PASSAGE TO READ:
I Read a Book…

…It was called, The Casual Vacancy by J.K. Rowling. Here’s what I thought about it:

casual-vacancy-cover-art-hi-resI think even the most ardent Harry Potter fan would agree that by the time author J.K. Rowling wrapped up the last page of Harry Potter and the Deathly Hollows, it was time for something a bit different.

With her bestselling series, Rowling created a world that was both magical and relatable…a perfect balance of wiz-bang fantasy and boo-hoo teenage bullshit. It was pretty great. But the titular hero of these novels was only one person in the vast world his author created. After seven novels of wizards and ghosts and goblins and horcruxes and hippopotamugriffins, it was time for Rowling to step back and start exploring the other facets of her world.

“What about all the fucking muggles,” I’d occasionally ask myself while reading the umpteenth page of Potter bemoaning all the bad stuff that constantly happened to him. “Just what the hell are all the muggles doing right now?”

Fortunately, I seem to have some kind of one-way telepathic link to Rowling, because her newest book set in the Harry Potter world focuses solely on these lovable, powerless creatures. It’s all the better for it.

Called, The Casual Vacancy because that’s its name, the novel centers the small muggle village of Pagford and highlights all the crazy skullduggery its wacky residents get up to after one of their councilmen drops dead for no visible reason.

[Dataset entries]
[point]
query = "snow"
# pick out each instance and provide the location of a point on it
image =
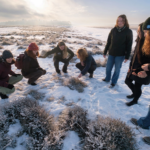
(97, 98)
(71, 141)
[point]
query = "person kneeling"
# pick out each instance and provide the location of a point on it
(60, 55)
(31, 68)
(87, 63)
(6, 82)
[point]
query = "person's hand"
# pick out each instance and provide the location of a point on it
(82, 64)
(80, 75)
(10, 86)
(142, 74)
(15, 75)
(145, 67)
(125, 60)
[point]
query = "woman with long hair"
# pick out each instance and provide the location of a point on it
(60, 55)
(87, 63)
(119, 46)
(31, 68)
(136, 73)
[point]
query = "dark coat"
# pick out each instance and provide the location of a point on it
(5, 70)
(119, 43)
(89, 61)
(30, 65)
(136, 64)
(58, 53)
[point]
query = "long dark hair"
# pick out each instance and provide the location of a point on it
(140, 42)
(124, 17)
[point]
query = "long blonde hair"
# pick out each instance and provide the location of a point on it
(65, 52)
(124, 17)
(82, 54)
(146, 46)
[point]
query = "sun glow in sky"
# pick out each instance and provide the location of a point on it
(78, 12)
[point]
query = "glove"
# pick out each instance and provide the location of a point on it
(10, 86)
(15, 75)
(44, 72)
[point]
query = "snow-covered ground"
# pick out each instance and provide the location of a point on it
(97, 98)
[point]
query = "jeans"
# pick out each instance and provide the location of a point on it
(135, 88)
(117, 61)
(144, 122)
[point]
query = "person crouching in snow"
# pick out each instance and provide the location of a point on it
(31, 69)
(6, 82)
(60, 55)
(136, 72)
(87, 63)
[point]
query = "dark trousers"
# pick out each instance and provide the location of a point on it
(91, 69)
(135, 88)
(56, 64)
(34, 75)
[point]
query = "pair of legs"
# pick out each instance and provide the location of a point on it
(113, 61)
(135, 88)
(34, 76)
(56, 64)
(12, 80)
(91, 69)
(143, 122)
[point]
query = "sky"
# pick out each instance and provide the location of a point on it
(77, 12)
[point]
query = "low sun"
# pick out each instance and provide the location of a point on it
(36, 4)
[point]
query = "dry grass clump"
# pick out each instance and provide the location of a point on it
(36, 122)
(75, 84)
(109, 134)
(74, 118)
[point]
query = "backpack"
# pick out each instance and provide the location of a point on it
(19, 61)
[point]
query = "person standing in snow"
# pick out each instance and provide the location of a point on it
(140, 58)
(60, 55)
(87, 63)
(119, 44)
(31, 69)
(6, 82)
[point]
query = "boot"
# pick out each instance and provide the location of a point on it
(131, 103)
(134, 121)
(130, 96)
(3, 96)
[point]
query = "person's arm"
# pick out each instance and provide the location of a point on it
(108, 43)
(87, 66)
(49, 53)
(71, 54)
(129, 41)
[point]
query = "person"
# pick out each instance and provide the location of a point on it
(136, 73)
(119, 44)
(144, 122)
(31, 69)
(6, 82)
(87, 63)
(60, 55)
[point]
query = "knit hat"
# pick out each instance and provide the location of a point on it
(146, 25)
(7, 54)
(33, 47)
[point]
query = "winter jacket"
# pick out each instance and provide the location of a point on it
(5, 71)
(89, 61)
(30, 65)
(59, 53)
(119, 43)
(135, 64)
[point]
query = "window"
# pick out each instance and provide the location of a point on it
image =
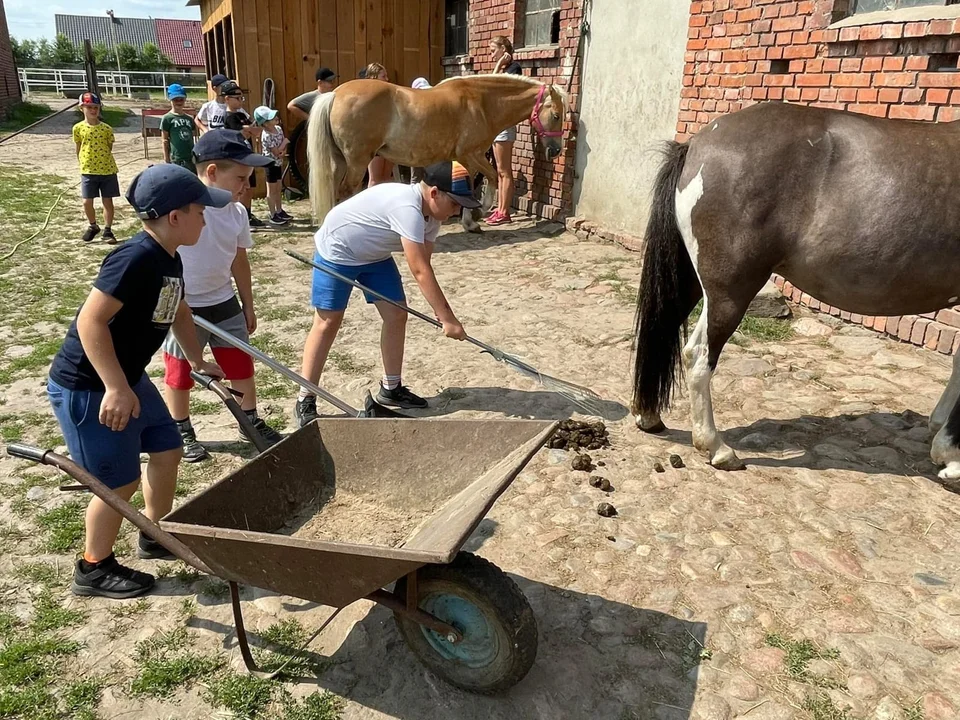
(456, 28)
(864, 6)
(541, 22)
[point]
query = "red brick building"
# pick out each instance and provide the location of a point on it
(546, 41)
(899, 63)
(9, 83)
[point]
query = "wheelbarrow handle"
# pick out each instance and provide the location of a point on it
(114, 501)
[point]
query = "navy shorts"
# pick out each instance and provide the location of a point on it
(328, 293)
(113, 457)
(93, 186)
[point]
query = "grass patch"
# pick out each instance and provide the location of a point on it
(63, 527)
(165, 665)
(23, 114)
(800, 653)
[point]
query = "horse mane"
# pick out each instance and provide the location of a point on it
(504, 77)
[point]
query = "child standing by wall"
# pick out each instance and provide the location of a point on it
(178, 130)
(107, 408)
(98, 169)
(210, 269)
(274, 145)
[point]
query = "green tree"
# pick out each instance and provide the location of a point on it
(24, 52)
(64, 51)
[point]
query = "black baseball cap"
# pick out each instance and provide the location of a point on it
(160, 189)
(454, 179)
(230, 88)
(227, 145)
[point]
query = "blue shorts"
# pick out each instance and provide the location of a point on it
(113, 457)
(328, 293)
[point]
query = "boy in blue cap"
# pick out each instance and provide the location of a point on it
(178, 130)
(210, 269)
(107, 408)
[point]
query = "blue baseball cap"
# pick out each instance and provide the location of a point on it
(227, 145)
(160, 189)
(453, 179)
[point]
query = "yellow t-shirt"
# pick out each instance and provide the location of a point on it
(95, 141)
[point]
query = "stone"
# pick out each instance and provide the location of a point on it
(809, 327)
(769, 303)
(764, 660)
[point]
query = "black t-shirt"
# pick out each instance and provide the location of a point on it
(149, 283)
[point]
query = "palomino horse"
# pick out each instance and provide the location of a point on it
(860, 212)
(456, 120)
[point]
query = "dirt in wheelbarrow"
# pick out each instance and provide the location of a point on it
(338, 516)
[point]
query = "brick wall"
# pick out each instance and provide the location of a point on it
(9, 84)
(544, 187)
(741, 52)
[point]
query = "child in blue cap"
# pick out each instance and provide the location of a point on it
(107, 408)
(178, 130)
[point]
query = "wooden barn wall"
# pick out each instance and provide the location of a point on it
(288, 40)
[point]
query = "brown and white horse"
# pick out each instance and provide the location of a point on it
(860, 212)
(456, 120)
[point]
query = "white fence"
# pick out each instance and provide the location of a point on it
(65, 81)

WHAT THE TASK REQUIRES:
Please check each statement against the book review and answer yes or no, quoting the words of the review that decide it.
1. The review says the novel follows events after a councilman dies.
2. The review calls Harry Potter the only person in the world his author created.
3. The review says the newest book focuses on wizards.

YOUR SOLUTION:
1. Yes: "after one of their councilmen drops dead for no visible reason"
2. No: "the titular hero of these novels was only one person in the vast world his author created"
3. No: "her newest book set in the Harry Potter world focuses solely on these lovable, powerless creatures"